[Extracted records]
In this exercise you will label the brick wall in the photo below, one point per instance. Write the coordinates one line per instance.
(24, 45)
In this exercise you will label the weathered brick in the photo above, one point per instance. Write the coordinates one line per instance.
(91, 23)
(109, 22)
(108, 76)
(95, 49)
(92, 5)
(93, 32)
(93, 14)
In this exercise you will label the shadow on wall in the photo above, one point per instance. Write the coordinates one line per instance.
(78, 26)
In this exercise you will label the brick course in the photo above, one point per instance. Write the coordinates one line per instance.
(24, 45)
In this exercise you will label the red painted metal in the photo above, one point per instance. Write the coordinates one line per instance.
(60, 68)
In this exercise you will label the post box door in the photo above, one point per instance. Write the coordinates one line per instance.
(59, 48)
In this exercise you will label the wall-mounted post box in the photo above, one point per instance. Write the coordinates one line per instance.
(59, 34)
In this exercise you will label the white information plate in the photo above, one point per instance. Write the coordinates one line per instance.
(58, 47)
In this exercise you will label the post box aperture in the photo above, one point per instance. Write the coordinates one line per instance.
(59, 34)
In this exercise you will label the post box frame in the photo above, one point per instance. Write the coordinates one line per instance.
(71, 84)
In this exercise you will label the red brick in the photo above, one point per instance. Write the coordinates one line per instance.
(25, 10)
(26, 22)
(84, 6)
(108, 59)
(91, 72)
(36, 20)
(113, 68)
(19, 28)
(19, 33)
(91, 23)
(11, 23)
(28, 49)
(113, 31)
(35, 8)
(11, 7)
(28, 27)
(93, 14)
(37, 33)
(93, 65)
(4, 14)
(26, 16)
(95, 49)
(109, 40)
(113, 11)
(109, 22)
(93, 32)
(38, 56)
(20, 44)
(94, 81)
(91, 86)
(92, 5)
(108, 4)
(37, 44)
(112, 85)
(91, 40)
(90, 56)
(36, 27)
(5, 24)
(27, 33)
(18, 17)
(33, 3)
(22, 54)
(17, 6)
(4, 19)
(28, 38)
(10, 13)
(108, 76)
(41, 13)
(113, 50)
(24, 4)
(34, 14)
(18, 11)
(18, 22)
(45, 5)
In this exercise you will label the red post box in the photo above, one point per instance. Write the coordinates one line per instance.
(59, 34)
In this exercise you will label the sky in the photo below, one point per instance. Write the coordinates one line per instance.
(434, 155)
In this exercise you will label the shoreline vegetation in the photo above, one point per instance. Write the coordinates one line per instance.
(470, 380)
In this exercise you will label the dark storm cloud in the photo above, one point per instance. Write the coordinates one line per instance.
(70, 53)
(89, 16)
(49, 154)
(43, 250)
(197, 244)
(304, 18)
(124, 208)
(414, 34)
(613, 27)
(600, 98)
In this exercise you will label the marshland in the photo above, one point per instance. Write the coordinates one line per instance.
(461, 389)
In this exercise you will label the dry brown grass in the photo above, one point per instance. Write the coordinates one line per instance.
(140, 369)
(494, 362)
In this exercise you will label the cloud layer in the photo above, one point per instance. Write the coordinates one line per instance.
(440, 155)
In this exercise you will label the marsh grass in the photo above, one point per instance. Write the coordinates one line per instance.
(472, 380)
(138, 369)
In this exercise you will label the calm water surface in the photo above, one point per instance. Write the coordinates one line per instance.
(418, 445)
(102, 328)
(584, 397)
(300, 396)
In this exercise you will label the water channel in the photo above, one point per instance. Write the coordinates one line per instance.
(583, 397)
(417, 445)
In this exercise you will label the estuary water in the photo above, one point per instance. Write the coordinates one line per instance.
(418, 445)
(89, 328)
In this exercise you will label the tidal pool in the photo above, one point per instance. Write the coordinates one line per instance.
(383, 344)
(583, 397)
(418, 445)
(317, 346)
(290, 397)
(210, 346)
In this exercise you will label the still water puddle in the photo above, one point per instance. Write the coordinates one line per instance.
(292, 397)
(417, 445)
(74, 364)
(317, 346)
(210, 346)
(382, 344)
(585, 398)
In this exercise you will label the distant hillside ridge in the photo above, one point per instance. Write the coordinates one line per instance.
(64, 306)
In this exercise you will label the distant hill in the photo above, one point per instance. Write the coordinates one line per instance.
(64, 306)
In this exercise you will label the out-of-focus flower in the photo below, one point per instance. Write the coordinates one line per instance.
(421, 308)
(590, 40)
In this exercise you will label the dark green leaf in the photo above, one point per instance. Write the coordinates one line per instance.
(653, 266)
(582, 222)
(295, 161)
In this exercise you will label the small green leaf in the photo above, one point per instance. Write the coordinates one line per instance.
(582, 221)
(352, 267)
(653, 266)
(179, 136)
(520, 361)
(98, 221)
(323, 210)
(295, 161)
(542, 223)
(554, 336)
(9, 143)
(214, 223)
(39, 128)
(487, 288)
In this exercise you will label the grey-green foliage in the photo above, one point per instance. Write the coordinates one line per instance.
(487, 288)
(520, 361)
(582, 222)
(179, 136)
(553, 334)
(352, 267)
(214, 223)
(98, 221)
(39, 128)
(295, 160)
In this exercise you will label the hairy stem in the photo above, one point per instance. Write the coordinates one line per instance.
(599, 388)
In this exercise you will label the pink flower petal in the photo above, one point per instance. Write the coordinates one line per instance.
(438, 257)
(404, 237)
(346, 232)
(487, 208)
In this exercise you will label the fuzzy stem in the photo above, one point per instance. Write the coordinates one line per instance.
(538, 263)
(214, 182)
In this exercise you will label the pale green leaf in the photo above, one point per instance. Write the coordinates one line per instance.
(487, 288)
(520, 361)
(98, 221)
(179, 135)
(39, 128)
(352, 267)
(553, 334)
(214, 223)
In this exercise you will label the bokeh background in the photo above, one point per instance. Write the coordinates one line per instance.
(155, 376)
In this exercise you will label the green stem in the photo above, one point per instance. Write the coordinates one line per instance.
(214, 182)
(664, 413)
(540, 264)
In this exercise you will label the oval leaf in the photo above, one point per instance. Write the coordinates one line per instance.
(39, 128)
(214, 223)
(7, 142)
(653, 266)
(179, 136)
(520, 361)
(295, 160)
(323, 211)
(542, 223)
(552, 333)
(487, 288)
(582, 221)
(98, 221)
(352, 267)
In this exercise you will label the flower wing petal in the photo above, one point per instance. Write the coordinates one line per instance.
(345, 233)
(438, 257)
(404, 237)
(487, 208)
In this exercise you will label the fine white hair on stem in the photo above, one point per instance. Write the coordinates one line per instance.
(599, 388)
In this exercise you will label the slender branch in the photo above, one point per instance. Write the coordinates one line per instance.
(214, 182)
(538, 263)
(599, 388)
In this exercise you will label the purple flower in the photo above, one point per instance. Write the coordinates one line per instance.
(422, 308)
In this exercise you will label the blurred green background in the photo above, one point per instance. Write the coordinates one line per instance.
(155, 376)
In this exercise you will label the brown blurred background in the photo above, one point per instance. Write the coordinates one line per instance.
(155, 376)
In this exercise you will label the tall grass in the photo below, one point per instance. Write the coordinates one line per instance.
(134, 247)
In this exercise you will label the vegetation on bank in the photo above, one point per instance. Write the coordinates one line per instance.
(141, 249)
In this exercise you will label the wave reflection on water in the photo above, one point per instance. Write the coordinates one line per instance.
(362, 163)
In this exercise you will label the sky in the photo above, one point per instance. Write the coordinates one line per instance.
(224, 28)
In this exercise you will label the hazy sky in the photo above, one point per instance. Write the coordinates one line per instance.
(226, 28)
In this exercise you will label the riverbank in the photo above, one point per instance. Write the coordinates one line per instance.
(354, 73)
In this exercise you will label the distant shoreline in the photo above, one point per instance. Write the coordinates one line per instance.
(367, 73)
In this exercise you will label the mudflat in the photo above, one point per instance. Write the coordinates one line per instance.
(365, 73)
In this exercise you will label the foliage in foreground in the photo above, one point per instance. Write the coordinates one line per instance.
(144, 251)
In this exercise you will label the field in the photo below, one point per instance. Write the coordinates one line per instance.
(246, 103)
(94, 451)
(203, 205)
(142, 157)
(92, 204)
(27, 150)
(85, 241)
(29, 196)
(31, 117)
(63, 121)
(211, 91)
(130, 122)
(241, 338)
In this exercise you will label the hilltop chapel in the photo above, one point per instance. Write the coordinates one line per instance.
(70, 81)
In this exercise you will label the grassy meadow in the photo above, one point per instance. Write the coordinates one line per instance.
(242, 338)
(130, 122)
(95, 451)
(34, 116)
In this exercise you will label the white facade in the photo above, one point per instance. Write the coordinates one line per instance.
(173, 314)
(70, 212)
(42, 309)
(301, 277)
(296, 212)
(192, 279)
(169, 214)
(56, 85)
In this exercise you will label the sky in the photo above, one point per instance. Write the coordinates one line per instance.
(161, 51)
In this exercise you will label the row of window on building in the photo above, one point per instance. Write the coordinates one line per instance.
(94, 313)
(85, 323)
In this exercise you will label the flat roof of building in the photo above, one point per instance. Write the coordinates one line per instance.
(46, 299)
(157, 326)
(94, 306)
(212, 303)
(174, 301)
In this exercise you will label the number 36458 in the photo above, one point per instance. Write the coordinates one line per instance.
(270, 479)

▶ _TASK DIRECTIONS_
Repeat exactly, and only, the lines of the records above, starting with the line that contains "In this exercise you will label the number" and ending with the final line, both included.

▶ _REPLY TO THE TASK_
In this exercise you will label the number 36458 in the photo above, one point per instance. Write the coordinates one line per instance.
(270, 479)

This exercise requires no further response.